Written request. How many lines of the records below contain the string "dark"? Case counts; reply with the number alone.

(Items from a labeling collection)
- - - - -

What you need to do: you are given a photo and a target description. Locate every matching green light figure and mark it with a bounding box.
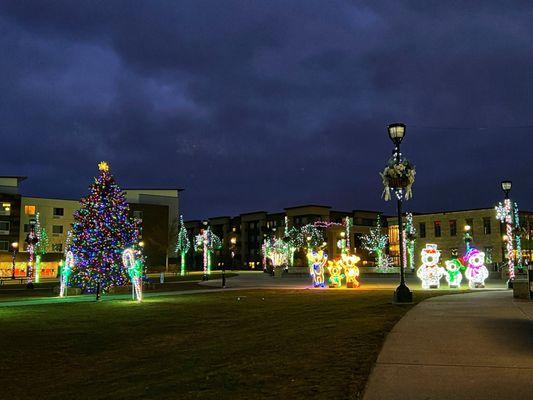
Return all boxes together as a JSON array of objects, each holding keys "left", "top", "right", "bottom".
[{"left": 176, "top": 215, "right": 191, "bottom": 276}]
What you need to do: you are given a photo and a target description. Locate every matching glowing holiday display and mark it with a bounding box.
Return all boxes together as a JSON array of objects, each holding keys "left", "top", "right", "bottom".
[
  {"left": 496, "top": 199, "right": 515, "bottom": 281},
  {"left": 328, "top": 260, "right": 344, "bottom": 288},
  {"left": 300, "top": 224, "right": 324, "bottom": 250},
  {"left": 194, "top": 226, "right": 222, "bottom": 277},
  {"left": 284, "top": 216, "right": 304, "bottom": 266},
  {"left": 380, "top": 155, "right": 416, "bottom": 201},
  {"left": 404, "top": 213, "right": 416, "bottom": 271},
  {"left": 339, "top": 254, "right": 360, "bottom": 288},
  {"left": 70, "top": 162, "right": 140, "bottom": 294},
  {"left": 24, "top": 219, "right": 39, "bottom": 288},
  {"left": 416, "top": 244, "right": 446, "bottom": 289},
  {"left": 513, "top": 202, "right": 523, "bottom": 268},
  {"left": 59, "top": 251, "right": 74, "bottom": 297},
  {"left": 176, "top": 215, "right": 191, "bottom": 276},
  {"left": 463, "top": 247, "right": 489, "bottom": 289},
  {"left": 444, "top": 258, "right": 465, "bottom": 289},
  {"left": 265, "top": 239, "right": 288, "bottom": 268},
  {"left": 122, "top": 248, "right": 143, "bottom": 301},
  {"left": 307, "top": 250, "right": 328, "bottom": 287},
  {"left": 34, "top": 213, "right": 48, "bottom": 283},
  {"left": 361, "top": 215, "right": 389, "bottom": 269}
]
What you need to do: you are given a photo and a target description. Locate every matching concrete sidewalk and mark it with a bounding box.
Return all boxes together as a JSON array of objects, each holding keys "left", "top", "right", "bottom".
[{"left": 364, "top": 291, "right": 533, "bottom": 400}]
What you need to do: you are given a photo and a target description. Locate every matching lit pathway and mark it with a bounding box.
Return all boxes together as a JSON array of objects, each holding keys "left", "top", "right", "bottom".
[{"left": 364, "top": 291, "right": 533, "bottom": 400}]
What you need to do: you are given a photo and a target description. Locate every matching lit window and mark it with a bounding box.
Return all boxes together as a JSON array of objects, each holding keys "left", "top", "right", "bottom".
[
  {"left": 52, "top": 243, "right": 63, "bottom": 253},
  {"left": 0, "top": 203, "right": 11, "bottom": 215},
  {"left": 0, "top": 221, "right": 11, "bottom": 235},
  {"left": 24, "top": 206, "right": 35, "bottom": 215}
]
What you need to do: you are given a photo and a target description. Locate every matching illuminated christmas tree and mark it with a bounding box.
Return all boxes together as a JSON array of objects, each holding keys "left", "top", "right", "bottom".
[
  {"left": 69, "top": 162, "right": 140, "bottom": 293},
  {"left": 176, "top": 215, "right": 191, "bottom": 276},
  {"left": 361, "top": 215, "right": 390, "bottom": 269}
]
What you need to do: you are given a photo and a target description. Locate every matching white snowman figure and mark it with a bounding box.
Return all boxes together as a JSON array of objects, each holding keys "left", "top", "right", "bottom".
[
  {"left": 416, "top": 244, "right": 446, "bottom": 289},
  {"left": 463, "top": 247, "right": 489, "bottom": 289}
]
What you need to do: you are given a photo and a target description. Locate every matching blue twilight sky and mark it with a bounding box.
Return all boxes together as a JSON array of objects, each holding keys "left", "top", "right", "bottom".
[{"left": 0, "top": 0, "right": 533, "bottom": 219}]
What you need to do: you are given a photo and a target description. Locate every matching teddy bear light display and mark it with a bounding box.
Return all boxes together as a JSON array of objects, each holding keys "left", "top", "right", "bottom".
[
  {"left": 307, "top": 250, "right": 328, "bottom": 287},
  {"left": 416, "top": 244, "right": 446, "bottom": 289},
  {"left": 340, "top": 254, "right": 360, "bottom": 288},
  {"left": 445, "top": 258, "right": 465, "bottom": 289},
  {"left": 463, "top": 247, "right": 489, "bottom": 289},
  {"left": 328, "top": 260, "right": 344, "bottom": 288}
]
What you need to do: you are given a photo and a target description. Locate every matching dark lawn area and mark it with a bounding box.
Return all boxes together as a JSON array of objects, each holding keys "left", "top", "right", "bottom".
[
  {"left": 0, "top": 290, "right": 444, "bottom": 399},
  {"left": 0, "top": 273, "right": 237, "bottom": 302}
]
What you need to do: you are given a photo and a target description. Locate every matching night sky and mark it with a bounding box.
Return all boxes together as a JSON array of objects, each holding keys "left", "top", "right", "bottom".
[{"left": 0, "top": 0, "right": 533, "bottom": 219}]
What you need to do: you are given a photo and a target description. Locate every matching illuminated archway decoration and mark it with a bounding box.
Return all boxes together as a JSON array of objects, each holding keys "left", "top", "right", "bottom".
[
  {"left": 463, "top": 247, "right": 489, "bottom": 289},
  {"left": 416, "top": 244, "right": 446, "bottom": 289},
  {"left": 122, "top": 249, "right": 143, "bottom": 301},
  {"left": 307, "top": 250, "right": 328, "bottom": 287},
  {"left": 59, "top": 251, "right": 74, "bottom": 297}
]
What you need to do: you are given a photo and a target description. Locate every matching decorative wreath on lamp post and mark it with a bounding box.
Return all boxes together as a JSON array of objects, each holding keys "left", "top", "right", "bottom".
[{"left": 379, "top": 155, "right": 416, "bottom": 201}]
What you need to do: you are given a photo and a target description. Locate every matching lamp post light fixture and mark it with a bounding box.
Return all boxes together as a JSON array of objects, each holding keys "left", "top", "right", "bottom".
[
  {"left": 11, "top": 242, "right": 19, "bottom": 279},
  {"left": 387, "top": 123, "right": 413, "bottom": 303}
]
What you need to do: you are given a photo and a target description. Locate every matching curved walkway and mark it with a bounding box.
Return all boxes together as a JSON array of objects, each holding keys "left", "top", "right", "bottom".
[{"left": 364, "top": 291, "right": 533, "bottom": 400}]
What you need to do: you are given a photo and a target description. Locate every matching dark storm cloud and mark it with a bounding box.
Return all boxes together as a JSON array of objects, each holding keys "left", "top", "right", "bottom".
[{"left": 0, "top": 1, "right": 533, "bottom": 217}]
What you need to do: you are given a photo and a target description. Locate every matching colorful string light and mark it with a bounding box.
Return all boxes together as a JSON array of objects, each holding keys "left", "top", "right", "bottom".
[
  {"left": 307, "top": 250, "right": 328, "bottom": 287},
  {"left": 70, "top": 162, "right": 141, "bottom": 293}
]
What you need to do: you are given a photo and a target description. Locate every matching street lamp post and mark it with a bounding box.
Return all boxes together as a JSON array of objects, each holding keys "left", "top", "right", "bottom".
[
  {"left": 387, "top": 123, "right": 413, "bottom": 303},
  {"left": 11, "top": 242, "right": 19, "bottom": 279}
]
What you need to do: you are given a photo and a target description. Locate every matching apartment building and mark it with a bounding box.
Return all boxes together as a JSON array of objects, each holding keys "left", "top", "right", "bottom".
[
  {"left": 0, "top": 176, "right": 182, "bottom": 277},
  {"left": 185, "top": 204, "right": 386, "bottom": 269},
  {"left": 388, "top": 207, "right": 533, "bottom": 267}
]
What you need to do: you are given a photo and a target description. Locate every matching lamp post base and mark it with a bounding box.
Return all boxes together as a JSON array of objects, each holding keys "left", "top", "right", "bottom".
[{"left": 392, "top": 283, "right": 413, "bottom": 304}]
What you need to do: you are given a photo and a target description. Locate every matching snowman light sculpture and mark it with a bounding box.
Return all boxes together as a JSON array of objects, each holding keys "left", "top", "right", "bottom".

- - - - -

Output. 2